What to work on:
Report each line of the records below that contains the string "tall" and copy every such line in full. Case counts when matching.

Stored rows:
---

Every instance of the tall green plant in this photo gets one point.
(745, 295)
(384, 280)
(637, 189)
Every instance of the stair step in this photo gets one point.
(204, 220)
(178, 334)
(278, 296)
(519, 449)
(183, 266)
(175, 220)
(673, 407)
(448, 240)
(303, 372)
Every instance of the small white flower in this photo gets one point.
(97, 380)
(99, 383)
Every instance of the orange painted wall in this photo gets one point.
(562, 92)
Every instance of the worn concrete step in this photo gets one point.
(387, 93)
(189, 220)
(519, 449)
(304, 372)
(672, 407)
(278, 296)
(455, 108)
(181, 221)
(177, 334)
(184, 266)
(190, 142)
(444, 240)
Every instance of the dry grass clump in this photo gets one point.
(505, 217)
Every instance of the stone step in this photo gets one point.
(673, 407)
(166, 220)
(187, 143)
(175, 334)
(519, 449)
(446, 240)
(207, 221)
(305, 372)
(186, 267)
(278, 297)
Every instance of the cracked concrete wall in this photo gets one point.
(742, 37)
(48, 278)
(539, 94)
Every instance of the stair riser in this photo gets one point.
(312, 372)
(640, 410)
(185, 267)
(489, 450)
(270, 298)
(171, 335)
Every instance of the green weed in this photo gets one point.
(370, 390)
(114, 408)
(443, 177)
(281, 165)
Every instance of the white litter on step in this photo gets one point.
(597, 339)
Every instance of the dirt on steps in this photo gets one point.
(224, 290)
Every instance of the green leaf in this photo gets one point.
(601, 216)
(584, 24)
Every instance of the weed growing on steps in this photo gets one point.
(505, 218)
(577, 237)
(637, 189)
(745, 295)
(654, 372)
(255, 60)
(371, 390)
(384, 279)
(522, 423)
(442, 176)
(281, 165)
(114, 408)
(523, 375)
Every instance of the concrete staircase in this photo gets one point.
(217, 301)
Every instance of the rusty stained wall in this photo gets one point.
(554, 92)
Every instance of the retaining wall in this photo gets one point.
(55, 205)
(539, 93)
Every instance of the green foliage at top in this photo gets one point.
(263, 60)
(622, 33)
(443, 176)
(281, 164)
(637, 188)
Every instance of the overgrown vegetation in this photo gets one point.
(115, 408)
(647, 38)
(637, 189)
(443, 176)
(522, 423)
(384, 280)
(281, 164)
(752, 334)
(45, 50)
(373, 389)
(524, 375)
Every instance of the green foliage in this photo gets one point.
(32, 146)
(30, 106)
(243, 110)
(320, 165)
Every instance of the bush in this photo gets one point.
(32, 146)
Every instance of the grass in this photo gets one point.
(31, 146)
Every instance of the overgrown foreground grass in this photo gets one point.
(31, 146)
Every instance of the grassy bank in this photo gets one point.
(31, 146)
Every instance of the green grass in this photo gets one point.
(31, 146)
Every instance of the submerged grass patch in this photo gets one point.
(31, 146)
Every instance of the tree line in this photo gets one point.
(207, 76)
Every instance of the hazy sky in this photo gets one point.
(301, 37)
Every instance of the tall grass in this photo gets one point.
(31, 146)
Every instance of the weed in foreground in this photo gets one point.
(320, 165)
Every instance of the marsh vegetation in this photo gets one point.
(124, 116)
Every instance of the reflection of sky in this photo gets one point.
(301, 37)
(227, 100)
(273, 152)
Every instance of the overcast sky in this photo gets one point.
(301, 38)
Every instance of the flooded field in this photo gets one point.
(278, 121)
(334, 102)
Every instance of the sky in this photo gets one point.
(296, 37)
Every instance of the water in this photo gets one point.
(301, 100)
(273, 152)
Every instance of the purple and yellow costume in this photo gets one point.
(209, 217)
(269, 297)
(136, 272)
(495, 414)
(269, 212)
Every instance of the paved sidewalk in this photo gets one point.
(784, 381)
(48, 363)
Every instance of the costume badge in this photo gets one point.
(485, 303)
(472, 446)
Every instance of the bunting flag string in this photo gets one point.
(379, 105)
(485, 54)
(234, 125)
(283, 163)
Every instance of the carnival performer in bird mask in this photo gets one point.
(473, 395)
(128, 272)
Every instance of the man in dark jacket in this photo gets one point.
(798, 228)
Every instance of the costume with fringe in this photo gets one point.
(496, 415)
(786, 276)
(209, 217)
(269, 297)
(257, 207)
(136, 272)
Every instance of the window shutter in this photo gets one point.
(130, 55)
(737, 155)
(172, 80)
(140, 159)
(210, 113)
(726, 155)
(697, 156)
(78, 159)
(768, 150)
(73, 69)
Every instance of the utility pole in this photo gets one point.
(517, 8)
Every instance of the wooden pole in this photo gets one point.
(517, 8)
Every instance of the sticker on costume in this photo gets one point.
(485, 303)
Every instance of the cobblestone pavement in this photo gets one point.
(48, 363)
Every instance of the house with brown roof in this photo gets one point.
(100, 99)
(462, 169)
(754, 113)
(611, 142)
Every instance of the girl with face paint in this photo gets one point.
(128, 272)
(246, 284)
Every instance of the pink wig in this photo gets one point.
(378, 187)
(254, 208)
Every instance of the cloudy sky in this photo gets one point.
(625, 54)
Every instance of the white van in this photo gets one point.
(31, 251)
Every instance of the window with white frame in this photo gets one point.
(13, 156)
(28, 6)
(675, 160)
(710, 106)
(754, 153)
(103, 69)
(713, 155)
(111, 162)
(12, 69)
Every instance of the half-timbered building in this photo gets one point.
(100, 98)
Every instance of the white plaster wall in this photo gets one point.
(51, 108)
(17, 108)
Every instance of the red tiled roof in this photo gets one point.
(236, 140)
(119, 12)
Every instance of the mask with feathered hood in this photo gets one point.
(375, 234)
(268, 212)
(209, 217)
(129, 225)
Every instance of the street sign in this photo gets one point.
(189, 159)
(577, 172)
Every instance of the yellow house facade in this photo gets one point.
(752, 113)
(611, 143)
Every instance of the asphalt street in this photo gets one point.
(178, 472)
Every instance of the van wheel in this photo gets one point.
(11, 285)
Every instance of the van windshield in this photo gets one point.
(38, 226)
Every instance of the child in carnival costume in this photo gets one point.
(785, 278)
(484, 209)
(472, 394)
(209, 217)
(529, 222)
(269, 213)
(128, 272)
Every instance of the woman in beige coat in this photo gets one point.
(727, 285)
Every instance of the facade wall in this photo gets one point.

---

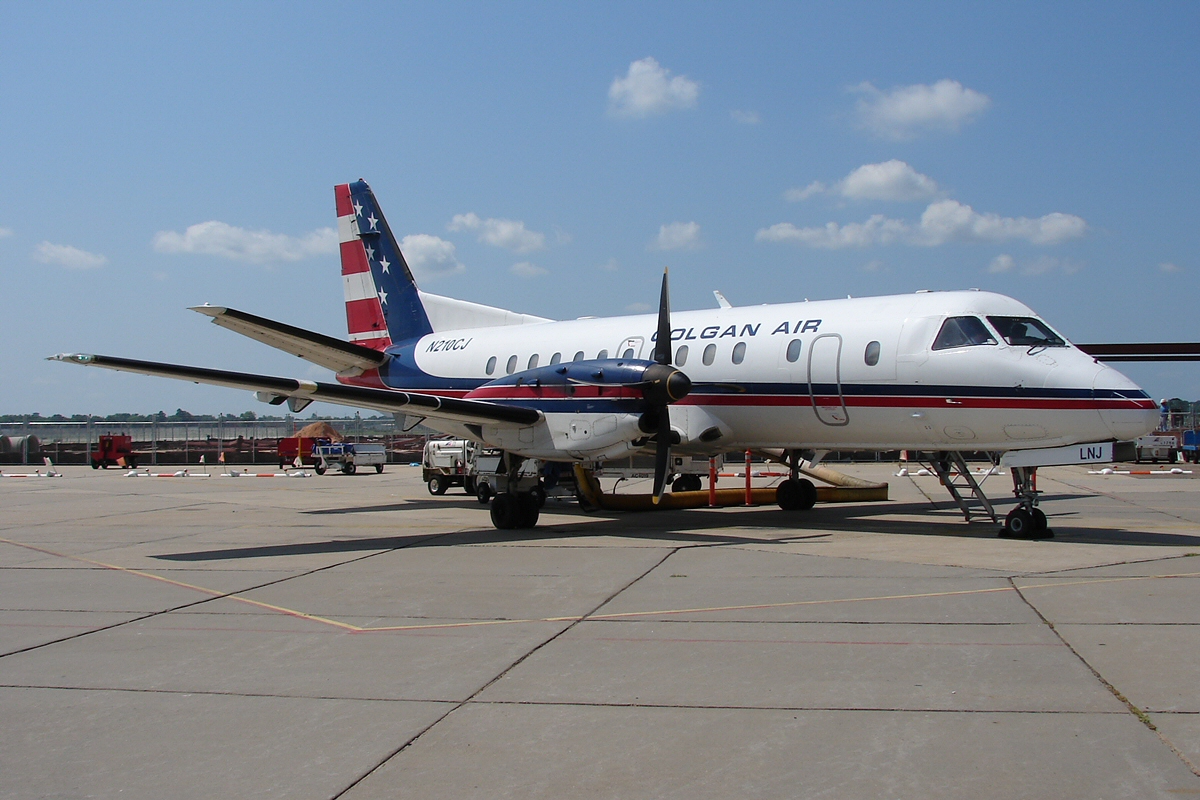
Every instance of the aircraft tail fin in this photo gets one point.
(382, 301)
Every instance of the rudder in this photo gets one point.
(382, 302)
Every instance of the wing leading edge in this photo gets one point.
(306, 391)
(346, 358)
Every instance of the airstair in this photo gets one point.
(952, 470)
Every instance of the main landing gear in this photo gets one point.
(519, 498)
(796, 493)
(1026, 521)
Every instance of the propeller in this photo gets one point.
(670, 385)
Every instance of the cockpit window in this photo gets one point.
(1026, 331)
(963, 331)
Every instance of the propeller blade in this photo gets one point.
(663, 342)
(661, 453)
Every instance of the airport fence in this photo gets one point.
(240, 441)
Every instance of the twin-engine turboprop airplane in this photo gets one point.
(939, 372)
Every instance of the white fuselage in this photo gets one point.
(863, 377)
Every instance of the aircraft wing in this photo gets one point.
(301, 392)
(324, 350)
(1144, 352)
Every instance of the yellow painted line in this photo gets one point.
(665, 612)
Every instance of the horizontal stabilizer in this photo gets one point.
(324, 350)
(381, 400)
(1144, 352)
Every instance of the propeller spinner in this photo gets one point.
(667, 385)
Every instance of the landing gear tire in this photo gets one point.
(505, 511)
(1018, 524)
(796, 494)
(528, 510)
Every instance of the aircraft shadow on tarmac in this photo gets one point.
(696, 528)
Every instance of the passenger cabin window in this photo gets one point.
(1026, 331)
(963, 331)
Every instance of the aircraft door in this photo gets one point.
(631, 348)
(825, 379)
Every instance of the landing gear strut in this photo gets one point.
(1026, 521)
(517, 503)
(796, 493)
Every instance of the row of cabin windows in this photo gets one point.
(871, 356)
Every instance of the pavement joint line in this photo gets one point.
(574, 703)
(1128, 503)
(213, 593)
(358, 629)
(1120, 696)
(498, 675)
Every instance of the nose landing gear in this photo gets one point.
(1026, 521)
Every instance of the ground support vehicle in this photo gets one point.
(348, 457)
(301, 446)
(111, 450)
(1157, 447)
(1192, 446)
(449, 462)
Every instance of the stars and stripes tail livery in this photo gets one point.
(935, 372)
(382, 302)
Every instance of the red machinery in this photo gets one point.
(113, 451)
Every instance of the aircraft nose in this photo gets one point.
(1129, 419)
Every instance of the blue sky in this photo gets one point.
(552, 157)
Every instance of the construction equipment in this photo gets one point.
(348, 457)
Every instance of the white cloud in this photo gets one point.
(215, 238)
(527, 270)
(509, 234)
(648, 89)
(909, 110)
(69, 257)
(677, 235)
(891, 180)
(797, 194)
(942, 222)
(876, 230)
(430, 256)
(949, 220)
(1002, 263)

---

Answer to this exercise:
Every instance of the tall green plant in this photo gets one point.
Every instance of the tall grass in this photo gets one point.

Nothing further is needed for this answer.